» ACTION ITEM
Continue the shelter-in-place survey report that follows, picking up after its final sentence.

» TEXT EXCERPT
----
How We Shelter In Place
Over the past week, responses to my Shelter in Place Survey have streamed in from our online community all over the United States. The survey provided great insights into how people are spending their time sheltered in place, but beneath the surface, responses gave a much deeper understanding of how people are feeling and coping with the mandate to stay home and do their part to stop the spread of COVID-19.
Before jumping into the results and takeaways of the survey, here are a few details about the nearly 200 people that completed this Shelter in Place Survey.
77% of the respondents were between the ages of 18-45, with the remaining 23% 46 years of age or older.
Exactly two-thirds of those that completed the survey are working from home at the time the survey was taken. To give a bit more context on those working from home, 75% of them have been working from home for at least three weeks. Not quite long enough to build new habits, but well on their way.
Who's at Home?
92% of survey respondents live with other people. Of those living with others, 32% live with a child under the age of 15.
----
» STORED DATA
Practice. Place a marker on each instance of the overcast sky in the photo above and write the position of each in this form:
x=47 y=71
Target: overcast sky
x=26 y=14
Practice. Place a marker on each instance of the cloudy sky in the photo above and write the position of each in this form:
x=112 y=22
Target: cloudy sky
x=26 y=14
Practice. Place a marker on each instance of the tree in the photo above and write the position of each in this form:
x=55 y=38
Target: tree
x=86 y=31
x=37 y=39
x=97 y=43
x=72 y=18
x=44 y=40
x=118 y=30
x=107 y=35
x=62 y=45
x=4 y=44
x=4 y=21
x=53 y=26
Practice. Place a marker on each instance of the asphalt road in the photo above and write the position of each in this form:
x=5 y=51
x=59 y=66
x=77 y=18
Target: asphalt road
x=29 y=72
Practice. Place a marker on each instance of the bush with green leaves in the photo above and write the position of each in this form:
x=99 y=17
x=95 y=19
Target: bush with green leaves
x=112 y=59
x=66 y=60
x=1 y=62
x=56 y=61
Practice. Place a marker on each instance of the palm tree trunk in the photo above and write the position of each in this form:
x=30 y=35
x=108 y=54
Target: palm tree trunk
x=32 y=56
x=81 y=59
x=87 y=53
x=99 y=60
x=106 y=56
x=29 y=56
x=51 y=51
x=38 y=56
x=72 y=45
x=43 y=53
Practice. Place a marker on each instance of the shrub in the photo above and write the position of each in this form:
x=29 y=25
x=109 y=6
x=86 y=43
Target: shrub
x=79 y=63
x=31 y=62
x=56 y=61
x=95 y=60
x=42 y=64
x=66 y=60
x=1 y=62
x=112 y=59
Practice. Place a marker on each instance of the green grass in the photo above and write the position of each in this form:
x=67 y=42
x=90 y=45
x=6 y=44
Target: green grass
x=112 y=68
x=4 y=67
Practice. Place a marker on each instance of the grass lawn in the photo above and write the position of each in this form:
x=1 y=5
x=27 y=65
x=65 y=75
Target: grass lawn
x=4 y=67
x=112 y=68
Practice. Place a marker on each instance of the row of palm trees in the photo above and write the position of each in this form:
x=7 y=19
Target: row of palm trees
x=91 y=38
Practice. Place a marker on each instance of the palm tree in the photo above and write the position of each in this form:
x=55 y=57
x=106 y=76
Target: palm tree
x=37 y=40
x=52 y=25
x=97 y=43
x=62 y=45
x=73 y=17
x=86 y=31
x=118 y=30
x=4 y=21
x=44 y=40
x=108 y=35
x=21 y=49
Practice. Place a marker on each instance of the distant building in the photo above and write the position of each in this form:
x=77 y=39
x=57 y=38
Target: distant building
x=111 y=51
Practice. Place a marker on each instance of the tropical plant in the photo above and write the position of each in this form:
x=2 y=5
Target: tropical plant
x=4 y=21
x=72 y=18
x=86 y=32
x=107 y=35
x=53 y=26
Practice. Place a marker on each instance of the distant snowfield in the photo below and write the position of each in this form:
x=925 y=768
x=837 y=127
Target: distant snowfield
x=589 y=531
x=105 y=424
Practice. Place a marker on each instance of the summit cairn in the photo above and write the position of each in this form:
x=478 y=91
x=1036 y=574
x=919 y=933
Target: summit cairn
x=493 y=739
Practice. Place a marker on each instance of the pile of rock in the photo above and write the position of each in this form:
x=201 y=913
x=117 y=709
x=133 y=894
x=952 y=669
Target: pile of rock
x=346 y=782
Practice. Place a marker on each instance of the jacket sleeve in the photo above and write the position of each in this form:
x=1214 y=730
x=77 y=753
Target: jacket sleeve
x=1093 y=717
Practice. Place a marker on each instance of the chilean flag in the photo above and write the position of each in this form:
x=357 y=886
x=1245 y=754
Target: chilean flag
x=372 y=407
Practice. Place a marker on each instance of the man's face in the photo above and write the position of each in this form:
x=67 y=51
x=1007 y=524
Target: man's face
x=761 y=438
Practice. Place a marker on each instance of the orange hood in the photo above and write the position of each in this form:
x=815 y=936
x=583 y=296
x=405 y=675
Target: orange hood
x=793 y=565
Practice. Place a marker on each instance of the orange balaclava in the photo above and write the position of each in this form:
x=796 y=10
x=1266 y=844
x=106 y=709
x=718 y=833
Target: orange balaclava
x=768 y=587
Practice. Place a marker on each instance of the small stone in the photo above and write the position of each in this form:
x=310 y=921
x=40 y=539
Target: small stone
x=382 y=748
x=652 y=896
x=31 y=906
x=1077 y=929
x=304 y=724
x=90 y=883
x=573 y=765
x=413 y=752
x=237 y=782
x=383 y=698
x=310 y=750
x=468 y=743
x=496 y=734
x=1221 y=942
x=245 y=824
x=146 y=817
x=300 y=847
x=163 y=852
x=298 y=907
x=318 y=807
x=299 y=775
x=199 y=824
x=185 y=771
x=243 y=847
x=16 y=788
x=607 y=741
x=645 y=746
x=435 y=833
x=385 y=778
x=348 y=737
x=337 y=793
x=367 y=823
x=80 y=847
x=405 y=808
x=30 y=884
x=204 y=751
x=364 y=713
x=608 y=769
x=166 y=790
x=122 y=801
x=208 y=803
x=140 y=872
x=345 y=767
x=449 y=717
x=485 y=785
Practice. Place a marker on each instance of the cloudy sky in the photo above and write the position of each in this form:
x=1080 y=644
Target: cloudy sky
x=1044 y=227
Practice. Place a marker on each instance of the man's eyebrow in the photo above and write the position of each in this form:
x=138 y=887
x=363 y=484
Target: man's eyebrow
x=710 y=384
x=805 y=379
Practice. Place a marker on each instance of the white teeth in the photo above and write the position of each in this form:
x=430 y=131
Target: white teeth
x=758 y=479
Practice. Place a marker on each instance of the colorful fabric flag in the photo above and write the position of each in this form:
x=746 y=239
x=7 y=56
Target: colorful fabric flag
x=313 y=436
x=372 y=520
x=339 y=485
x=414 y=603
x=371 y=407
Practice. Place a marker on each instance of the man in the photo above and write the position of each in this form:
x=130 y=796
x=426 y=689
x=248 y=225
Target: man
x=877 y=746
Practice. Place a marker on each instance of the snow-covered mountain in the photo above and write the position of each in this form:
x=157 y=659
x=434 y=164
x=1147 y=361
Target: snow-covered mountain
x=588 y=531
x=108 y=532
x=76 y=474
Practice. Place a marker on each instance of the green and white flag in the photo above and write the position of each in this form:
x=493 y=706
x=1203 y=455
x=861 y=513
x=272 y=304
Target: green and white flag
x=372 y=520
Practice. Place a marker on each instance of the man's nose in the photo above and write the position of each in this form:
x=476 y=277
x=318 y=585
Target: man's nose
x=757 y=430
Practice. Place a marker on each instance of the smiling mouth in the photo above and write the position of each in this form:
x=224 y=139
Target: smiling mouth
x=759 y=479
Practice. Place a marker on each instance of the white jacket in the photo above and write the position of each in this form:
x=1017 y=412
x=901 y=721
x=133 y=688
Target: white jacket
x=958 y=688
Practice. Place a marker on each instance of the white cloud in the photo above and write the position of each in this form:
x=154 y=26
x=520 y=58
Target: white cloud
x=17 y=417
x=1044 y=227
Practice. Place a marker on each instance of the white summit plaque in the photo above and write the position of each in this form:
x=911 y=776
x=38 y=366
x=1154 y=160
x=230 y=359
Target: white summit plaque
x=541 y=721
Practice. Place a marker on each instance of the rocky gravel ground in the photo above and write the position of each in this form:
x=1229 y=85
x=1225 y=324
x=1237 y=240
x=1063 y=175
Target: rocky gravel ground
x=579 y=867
----
» EXERCISE ANSWER
Shelter In Place Survey
The goal of this survey was to uncover trends in the way people are spending time sheltered in place, how they are feeling about it, and what measures they are taking to cope with the experience. Each of seven open-ended questions examined different aspects of being sheltered in place, and it was truly amazing to read through how our online community is finding creative solutions to life at home.
At first glance of this trend graphic , the trends may appear obvious. For example, spending more time getting outside, cooking/baking or watching TV and movies makes sense when you are social distancing in your home. The anxiety of your current situation and the ability for people to empathize with others that are going through the same challenges make a ton of sense.
However, a feeling of camaraderie and spending more quality time with friends and family don't quite equate. More than half of the responses (58%) stated that spending more time, either in real life (IRL) or virtually, with family and friends was the Best Part of Being Sheltered in Place. No gym? No problem! Despite not being able to go to the gym or attend a fitness class, people are finding alternative ways to practice self-care remotely through activities like online workouts, local walks/hikes, and meditation.
The survey also asked about the most difficult part of sheltering in place and followed that up with a question about how respondents were handling those challenges. This is where coping mechanisms and human resiliency came into play.
Among the top coping mechanisms, were aspects of digital socialization, indoor and outdoor movement, personal activity and quiet-time. Diving deeper a trend appeared - nearly all of the survey responses included a mixture of these four categories, resulting in an idea that respondents are creating a balance in their new normal. Although many aspects of their daily life had changed drastically, they've found a way to carry on, displaying resilience in the face of adversity. The human way.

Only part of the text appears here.